◆ **PROMPT**: From the Iowa football article below, return the passage that starts at the words "Iowa football stars" and ends after "two home openers.", copied verbatim.

◆ **EXCERPT TO READ**:
Iowa Football

Iowa football stars and new faces punch into a wide-open Big Ten West

Everyone is eager on media day, so let's tour some new names

IOWA CITY — Daviyon Nixon soon will cross off the two biggest things he’s looked forward to since he jumped on the path to Iowa.

The 6-4, 305-pounder was listed as an Iowa recruit during two different signing periods as an incoming recruit. In 2017, the sophomore defensive tackle from Kenosha, Wis., committed to the Hawkeyes out of Indian Trail High School. He failed to get into Iowa and then went to Iowa Western Community College in Council Bluffs.

Nixon again was listed as an incoming recruit in the 2018 class.

He sat out 2018 as an academic redshirt. So, Nixon has seen a couple of Kids’ Days and two home openers.

Those are Nos. 1 and 2 on his list, he said Friday at the Hawkeyes’ annual media day.

“What I’m looking forward to most this fall is Kids’ Day, which is tomorrow, and the first game,” Nixon said. “Everyone is looking forward to the first game.”

The Hawkeyes begin 2019 predicted to finish first or sixth place in the Big Ten West Division, depending on which guess you throw any weight into. And that’s basically everyone in the Big Ten West. Everyone is picked to finish first and/or sixth. Except Illinois, which is a universal “seventh place.”

Where the Hawkeyes land depends on the stars playing like stars. That’s quarterback Nate Stanley, defensive end A.J. Epenesa and offensive tackles Tristan Wirfs and Alaric Jackson.

With four underclassmen departing early for the NFL Draft, including a pair of tight ends, Iowa has a few more new faces in the two deeps than usual.


If the stars have to be stars, the new faces have to hold up their end. Whatever level of contribution that may be.

Nixon is a backup defensive tackle. If the Hawkeyes want to hit the optimum rotation of eight players on the D-line, something defensive line coach Kelvin Bell said Friday that he’s starting to see, Nixon will need to be one of those eight.

“I bring a lot of energy and I try to bring a lot of happiness,” Nixon said. “The defensive line is always angry, so I try to make them laugh.”

Wide receivers coach Kelton Copeland said he loves his wide receivers room right now. The group does have a healthy stratification of experience and first-year exuberance. Juniors Brandon Smith and Ihmir Smith-Marsette bring the experience with 51 combined receptions and five TDs. Redshirt freshmen Nico Ragaini and Tyrone Tracy bring the exuberance.

“We have a highly competitive atmosphere in the wide receivers room,” said Tracy, a native of Camby, Ind. “We always compete at everything. Who’s the fastest? Who has the best feet? Who can catch the ball? Everything is about who’s the best. I think that’s been very healthy for us. If I’m pushing myself and he’s pushing himself, we’re pushing each other.”

Redshirt freshman D.J. Johnson came out of spring practice as the No. 1 cash safety. He’s held on to that through the first week of camp. Last season, defensive coordinator Phil Parker went full-time with the “cash” safety. He picked strong safety Amani Hooker. Hooker showed range, fantastic open-field tackling, ball hawking and then he went to the NFL.

◆ **DATASET RECORDS**:

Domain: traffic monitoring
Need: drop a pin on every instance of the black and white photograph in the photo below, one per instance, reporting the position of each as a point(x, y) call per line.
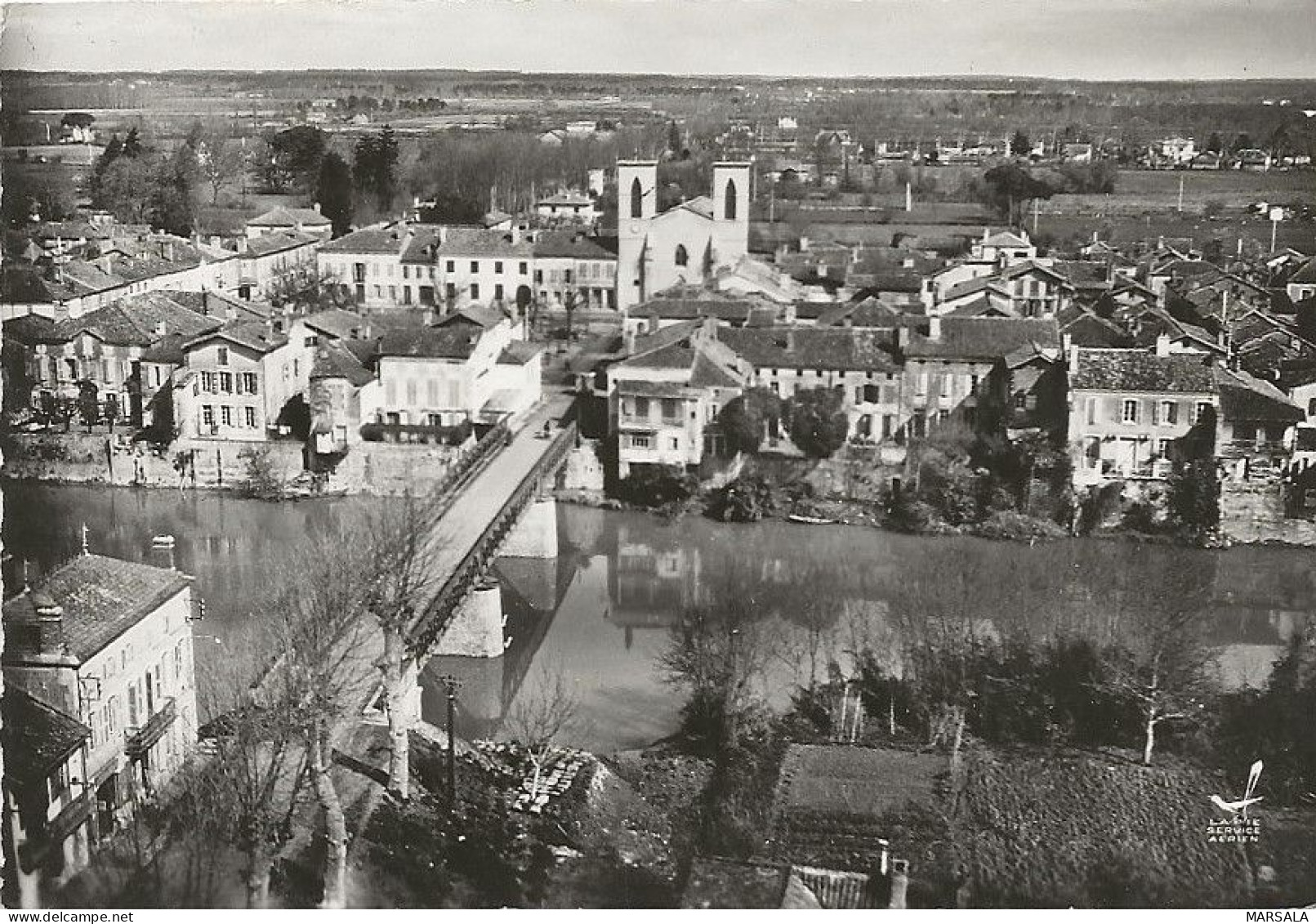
point(662, 454)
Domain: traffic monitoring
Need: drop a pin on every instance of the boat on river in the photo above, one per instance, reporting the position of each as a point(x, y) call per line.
point(810, 520)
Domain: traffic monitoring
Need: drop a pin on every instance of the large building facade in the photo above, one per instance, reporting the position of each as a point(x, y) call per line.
point(685, 243)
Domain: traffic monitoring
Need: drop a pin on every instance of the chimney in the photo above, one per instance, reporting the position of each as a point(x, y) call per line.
point(899, 883)
point(43, 633)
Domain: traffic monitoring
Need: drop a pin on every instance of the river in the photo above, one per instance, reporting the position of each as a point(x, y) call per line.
point(600, 614)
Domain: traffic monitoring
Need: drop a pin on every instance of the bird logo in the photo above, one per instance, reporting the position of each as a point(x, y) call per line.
point(1240, 806)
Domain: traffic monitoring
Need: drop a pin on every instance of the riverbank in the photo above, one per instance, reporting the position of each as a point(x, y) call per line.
point(267, 469)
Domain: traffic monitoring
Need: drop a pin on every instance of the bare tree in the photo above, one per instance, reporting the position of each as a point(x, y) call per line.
point(1165, 659)
point(324, 673)
point(720, 650)
point(398, 579)
point(544, 712)
point(219, 159)
point(243, 790)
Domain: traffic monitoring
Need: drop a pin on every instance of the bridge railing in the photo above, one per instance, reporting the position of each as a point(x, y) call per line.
point(439, 615)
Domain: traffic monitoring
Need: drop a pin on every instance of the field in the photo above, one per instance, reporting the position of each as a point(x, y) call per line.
point(1095, 832)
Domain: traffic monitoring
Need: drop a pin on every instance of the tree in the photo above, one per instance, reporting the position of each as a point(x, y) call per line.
point(219, 161)
point(333, 193)
point(747, 417)
point(1020, 145)
point(717, 653)
point(88, 403)
point(398, 585)
point(1010, 189)
point(133, 144)
point(320, 676)
point(818, 422)
point(1167, 663)
point(111, 409)
point(545, 710)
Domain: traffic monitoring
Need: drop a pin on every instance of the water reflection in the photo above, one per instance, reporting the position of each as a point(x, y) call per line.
point(600, 612)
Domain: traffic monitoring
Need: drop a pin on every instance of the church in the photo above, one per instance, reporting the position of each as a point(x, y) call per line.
point(686, 243)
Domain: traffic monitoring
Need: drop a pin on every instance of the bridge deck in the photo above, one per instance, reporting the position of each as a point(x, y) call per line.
point(484, 495)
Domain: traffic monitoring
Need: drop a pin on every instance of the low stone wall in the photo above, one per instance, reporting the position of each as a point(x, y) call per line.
point(99, 458)
point(1255, 512)
point(394, 469)
point(370, 467)
point(583, 470)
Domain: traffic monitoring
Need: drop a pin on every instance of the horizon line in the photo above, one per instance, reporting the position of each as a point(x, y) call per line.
point(662, 74)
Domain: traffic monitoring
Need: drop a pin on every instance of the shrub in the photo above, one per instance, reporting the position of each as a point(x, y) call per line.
point(261, 478)
point(745, 417)
point(657, 486)
point(818, 422)
point(747, 499)
point(1195, 497)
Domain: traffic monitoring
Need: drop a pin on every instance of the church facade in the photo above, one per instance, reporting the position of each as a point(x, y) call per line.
point(687, 243)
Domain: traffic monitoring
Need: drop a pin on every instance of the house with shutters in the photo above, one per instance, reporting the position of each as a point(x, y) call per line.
point(236, 381)
point(99, 707)
point(859, 362)
point(467, 368)
point(685, 243)
point(128, 351)
point(1128, 408)
point(665, 398)
point(965, 370)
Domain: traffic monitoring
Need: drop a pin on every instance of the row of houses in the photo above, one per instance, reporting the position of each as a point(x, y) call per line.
point(203, 366)
point(413, 264)
point(1126, 411)
point(71, 267)
point(99, 711)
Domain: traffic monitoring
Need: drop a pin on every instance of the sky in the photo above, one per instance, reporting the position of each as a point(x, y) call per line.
point(1064, 38)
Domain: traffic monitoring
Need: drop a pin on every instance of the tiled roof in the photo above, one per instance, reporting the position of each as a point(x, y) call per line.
point(368, 241)
point(1305, 274)
point(452, 342)
point(334, 361)
point(37, 739)
point(673, 355)
point(482, 316)
point(1244, 396)
point(574, 245)
point(253, 335)
point(1087, 329)
point(101, 598)
point(648, 389)
point(135, 320)
point(337, 323)
point(986, 338)
point(519, 351)
point(422, 243)
point(971, 286)
point(277, 243)
point(484, 243)
point(707, 374)
point(861, 349)
point(282, 216)
point(28, 329)
point(1139, 370)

◆ **ANSWER TO THIS PROBLEM**:
Iowa football stars and new faces punch into a wide-open Big Ten West

Everyone is eager on media day, so let's tour some new names

IOWA CITY — Daviyon Nixon soon will cross off the two biggest things he’s looked forward to since he jumped on the path to Iowa.

The 6-4, 305-pounder was listed as an Iowa recruit during two different signing periods as an incoming recruit. In 2017, the sophomore defensive tackle from Kenosha, Wis., committed to the Hawkeyes out of Indian Trail High School. He failed to get into Iowa and then went to Iowa Western Community College in Council Bluffs.

Nixon again was listed as an incoming recruit in the 2018 class.

He sat out 2018 as an academic redshirt. So, Nixon has seen a couple of Kids’ Days and two home openers.